SOURCE EXTRACT:
• • •

Public health officials from Derbyshire County Council are warning parents to look out for the symptoms of scarlet fever in their children as the number of local cases increases.
More cases are usually reported between March and April each year but there has been a 77% increase in Derbyshire so far this year with 39 cases compared to 22 in 2014. The previous year’s increase was 22%.
To help prevent the spread of the disease, which most commonly occurs in children aged between two and eight, public health officers have published guidance about how to spot signs of infection and are advising parents to take children with suspected symptoms to their GP.
The county council’s Director of Public Health has also written to all Derbyshire nurseries and schools to remind headteachers of the signs, symptoms and actions to take in the event of an outbreak.
Derbyshire County Council Cabinet Member for Health and Communities Councillor Dave Allen said: “We want to help prevent anyone catching the disease where it can be avoided and are urging parents with children who display symptoms to seek treatment as soon as possible.
“Increases in scarlet fever are normal at this time of year but the numbers of cases currently being reported in Derbyshire are above what is typical. This may reflect more awareness and improved diagnosis but the high number of cases are a concern.
“That’s why we’ve sent through information to local schools and nurseries to give parents the facts about signs to look out for and what they should do if they think their child has caught it.”
The first symptoms of scarlet fever often include a sore throat, headache, fever, nausea and vomiting. After 12 to 48 hours a fine red rash develops which feels like sandpaper to touch.
The rash usually appears on the chest and stomach before rapidly spreading to other parts of the body. On darker skin the rash can be harder to spot, although the skin will still feel like sandpaper.

• • •

[Collected data entries]
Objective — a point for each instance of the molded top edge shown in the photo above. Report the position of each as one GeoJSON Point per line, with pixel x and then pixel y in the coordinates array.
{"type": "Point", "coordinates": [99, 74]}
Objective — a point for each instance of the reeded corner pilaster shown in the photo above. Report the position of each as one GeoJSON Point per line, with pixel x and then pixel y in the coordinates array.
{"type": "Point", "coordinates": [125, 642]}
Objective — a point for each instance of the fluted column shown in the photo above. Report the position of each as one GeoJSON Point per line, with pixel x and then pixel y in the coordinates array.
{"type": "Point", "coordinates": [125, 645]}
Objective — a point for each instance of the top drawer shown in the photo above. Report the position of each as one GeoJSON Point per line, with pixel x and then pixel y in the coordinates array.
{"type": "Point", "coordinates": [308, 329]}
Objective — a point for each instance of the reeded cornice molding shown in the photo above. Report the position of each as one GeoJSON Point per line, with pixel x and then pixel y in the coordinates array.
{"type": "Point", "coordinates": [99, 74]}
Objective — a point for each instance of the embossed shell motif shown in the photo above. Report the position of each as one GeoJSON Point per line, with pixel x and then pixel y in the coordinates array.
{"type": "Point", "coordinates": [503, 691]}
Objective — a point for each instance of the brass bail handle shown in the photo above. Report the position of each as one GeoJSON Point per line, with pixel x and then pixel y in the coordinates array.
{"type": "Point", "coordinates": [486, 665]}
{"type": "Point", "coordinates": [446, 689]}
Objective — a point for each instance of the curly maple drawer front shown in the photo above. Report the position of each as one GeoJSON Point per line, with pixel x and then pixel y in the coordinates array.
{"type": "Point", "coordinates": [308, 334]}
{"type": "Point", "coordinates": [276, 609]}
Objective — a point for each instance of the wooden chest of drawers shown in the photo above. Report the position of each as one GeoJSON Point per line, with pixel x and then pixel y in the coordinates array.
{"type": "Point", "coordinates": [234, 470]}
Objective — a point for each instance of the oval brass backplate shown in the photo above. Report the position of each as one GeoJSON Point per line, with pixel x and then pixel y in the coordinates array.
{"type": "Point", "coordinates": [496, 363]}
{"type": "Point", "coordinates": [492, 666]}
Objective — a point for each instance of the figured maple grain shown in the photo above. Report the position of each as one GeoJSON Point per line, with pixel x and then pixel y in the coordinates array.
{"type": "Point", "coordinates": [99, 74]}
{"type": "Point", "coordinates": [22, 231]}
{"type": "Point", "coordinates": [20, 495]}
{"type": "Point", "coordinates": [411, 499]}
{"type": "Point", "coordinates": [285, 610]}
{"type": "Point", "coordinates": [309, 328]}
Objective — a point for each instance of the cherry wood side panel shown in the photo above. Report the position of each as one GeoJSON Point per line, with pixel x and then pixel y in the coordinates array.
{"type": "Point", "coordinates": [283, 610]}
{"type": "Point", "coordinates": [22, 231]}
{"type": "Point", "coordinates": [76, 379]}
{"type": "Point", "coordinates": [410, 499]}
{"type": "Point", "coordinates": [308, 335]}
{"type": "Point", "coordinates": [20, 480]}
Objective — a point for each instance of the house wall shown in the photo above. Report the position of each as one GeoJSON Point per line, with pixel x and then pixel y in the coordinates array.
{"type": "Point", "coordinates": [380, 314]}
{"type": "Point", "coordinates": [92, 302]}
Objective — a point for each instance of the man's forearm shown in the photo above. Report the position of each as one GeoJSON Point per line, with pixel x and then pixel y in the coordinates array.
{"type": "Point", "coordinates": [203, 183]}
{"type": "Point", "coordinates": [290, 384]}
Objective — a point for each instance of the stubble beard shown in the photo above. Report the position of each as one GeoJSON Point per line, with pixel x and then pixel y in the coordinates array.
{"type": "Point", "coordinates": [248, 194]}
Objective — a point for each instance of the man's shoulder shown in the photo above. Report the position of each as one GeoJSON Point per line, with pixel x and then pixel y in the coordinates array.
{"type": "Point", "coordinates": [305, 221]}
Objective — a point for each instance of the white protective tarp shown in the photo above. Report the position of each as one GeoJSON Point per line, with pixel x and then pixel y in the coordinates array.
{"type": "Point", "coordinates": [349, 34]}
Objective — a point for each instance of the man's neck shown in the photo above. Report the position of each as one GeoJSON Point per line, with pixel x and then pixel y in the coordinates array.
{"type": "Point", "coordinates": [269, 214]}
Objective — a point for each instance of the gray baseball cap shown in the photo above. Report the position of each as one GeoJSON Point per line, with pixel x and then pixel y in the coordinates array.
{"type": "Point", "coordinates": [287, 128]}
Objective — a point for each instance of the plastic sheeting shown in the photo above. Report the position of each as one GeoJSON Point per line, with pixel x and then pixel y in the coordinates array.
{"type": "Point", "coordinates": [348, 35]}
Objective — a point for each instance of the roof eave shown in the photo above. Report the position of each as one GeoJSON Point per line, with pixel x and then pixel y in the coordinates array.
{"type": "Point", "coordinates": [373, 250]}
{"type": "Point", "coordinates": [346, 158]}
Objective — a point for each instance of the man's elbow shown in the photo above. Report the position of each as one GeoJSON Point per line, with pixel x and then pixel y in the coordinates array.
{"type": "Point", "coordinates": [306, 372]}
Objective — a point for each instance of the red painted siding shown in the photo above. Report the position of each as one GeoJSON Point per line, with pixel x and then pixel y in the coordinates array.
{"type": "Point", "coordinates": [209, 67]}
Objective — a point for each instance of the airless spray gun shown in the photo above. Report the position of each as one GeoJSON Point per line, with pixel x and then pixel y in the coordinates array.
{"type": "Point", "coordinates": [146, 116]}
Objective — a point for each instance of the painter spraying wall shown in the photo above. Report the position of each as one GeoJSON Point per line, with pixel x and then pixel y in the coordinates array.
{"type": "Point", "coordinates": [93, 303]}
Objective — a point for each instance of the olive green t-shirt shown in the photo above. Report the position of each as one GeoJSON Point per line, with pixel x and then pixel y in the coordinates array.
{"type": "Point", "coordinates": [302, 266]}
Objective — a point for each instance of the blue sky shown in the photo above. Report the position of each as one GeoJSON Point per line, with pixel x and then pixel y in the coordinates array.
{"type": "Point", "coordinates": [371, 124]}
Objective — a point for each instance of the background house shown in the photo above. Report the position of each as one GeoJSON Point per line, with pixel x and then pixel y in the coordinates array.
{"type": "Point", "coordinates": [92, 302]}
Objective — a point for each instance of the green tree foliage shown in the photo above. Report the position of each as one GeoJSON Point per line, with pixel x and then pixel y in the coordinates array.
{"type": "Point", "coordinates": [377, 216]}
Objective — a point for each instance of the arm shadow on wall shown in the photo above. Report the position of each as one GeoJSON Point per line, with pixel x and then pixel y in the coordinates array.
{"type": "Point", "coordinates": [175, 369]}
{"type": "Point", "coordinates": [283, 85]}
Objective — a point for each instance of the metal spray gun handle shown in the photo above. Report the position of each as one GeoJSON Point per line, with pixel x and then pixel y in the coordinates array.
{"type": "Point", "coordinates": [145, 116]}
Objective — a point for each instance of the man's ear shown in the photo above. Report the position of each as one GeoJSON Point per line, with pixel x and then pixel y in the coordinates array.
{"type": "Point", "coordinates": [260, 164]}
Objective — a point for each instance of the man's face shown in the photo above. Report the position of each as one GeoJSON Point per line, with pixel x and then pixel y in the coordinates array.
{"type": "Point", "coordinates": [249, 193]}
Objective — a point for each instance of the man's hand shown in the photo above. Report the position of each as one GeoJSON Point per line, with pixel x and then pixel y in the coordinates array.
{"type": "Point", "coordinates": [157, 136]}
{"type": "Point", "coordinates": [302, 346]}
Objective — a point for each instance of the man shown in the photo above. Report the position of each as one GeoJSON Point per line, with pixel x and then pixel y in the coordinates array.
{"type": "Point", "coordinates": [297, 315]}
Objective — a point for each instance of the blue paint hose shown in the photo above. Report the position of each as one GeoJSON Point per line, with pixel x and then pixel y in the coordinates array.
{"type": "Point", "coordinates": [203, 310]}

• • •

DESCRIPTION OF THE TASK:
Answer these questions from the scarlet fever article:
1. How many cases of scarlet fever have been reported in Derbyshire so far this year?
2. To whom has the county council's Director of Public Health written?
3. How long after the first symptoms does the fine red rash develop?

EXERCISE SOLUTION:
1. 39 cases.
2. All Derbyshire nurseries and schools.
3. After 12 to 48 hours.